**PAGE EXTRACT:**
--- start ---

Possible explanations for the Great Moderation can be grouped into four categories. First, improved institutional quality and stronger political and policy consensus in most countries could reflect a shift in preferences toward more macroeconomic stability. Better choices and improved implementation of macroeconomic regimes and policies are likely to be a second driving force. Third, structural and technological changes in the operation of economies—including market creation, financial development, and information technology improvement—could contribute to stabilization. Finally, there is good luck: stability could be a result of smaller and less frequent supply shocks observed during the last two decades.
Assessing the relative contribution of the ultimate causes of the Great Moderation is important both for the assessment of policies and the likelihood of its future sustainability. The world supply shock reflected by high commodity prices that has been unfolding since 2006 and the turmoil observed in world financial markets since mid-2007 will provide a test case for checking if global macroeconomic stability—and its underlying policies—is robust in a world environment of adverse luck.
This chapter focuses only on one policy candidate that may have contributed to worldwide stabilization: the potential improvement in monetary policy derived from the adoption of inflation targeting (IT) in many industrial and emerging-market economies (EMEs). Therefore, this chapter assesses the success of IT by reporting panel-data evidence for inflation-targeting countries in comparison to their own past performance and relative to a control group of high-achieving industrial countries that do not target inflation. It is shown that the adoption of IT improves macroeconomic performance compared to the pre-adoption stage, with special quantitative importance in EMEs. This improvement in macroeconomic performance reflects the contribution of IT to worldwide Great Moderation. Despite the latter’s favorable results for IT, the evidence does not generally show that countries under IT have attained better monetary policy performance relative to the control group of highly successful non-inflation targeting industrial countries.

--- end ---

**PROVIDED DATA:**
--- start ---

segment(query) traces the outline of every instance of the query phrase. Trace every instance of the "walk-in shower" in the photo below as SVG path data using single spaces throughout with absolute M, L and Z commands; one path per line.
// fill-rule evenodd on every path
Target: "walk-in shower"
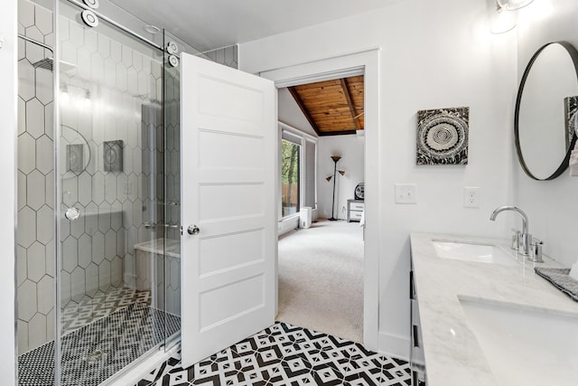
M 178 343 L 178 54 L 198 52 L 107 0 L 40 3 L 18 14 L 18 384 L 98 385 Z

--- end ---

**REQUIRED TASKS:**
- A) In the excerpt on the Great Moderation, into how many categories can the possible explanations for it be grouped?
- B) Write out everything in the excerpt on the Great Moderation from "Possible explanations for" down to "last two decades.".
- C) Extend the excerpt on the Great Moderation, picking up after its final sentence.

**ANSWERS TO THE TASKS:**
- A) Four.

- B)
Possible explanations for the Great Moderation can be grouped into four categories. First, improved institutional quality and stronger political and policy consensus in most countries could reflect a shift in preferences toward more macroeconomic stability. Better choices and improved implementation of macroeconomic regimes and policies are likely to be a second driving force. Third, structural and technological changes in the operation of economies—including market creation, financial development, and information technology improvement—could contribute to stabilization. Finally, there is good luck: stability could be a result of smaller and less frequent supply shocks observed during the last two decades.

- C)
The Great Moderation
Economic growth has been nothing but vigorous in the past decade. International financial crises in the late 1990s, followed by the dotcom bubble burst, certainly had a negative effect on world economic growth, but subsequent recovery was particularly fast and vigorous when compared to previous crises and cyclical downturns. World economic growth has not only been strong but has also been remarkably stable. Output growth volatility has declined in all major regions of the world, as depicted in Figure 1.1, which shows GDP growth volatility, measured by its standard deviation for ten-year rolling windows. After a somewhat long period of higher world growth volatility (from 1972 to 1982), it displays a systematic downward trend. Only Asia and, to a lesser extent, Latin America exhibited higher growth volatility during the Asian Crisis, but reverted toward low trend world growth volatility in the subsequent years.
During the decade spanning 1996 to 2006, world GDP growth volatility reached the low value of the 1960s (0.9 percent), after a spike of high volatility (2 percent) in the decade from 1975 to 1985. As reported in the IMF’s World Economic Outlook (2007), even though world volatility is the same as in the 1960s, individual country volatilities are rather lower. The standard deviation of median country growth declined from 3.8 percent in 1960 to 2.7 percent in 2006. Thus the apparently similar world standard deviations of the 1960s and the last decade (1996–2006) hide the effect of larger covariances between countries. Forty years ago, individual country growth volatilities were higher, but countries’ business cycles were less correlated (lower covariances), whereas in the most recent decade individual country GDP growth volatilities have dropped further while cross-country covariances have increased and are generally positive. Globalization—larger financial and trade integration—is behind countries’ increased cyclical co-movements.
Figure 1.1. GDP Growth Volatility in Major Regions, 1960–2006 Standard Deviation of 10-Year Rolling Windows (%)
image
Source: Author’s calculation based on World Bank, World Development Indicators (2007).
Similar results are observed for inflation convergence. Inflation levels have declined in all world regions. Chronic inflation has been almost wiped out, while world and regional inflation levels have become very stable around low average levels. Figure 1.2 depicts CPI headline inflation averages for different regions and the world at large. Except for Central and Eastern Europe, where many countries underwent intense but temporary macroeconomic instability in their transition toward market economies in the early 1990s, the last decade has been pre-dominantly characterized by one-digit inflation rates converging to levels around or below 5 percent per year.2 The convergence toward low inflation is also associated with a major reduction of inflation volatility in all regions.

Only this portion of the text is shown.